• [Instructions for the task]: Rewrite all of the data below with the requests included. Shift every coordinate in the answers by -142, and leave the pictures out.

· · · ·

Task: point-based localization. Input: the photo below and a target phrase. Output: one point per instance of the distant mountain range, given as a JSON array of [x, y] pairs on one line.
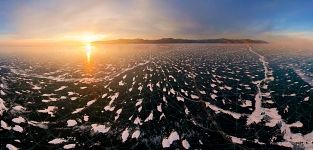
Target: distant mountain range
[[173, 40]]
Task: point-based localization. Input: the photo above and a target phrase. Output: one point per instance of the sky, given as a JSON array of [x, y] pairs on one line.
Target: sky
[[29, 20]]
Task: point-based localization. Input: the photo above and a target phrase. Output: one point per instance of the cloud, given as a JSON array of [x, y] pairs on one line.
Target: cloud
[[147, 18]]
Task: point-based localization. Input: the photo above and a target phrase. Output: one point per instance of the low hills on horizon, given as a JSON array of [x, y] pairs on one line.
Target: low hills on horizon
[[174, 40]]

· · · ·

• [Task result]:
Task: point-based localization. Input: the photo below and a target phrase. Output: one point per instance of the distant mountain range, given as a JSON array of [x, y] pairs on one line.
Target: distant mountain range
[[31, -102]]
Task: point-based localization. Input: the photo above and a target phrase. Output: one point per instance of the sky, given as a JSON array of [x, y] pairs on one line.
Target: sky
[[-113, -122]]
Task: point-based localization. Input: the photo above and a target phrase. Output: one point per instance of the cloud, given as a JSON array of [x, y] pairs on one line.
Target: cloud
[[5, -124]]
Task: point-based localization. Input: the photo above and a target phrase. Output: one point per instance of the low hills on horizon, given as a JSON array of [x, y] pairs on one line.
Target: low hills on horizon
[[32, -102]]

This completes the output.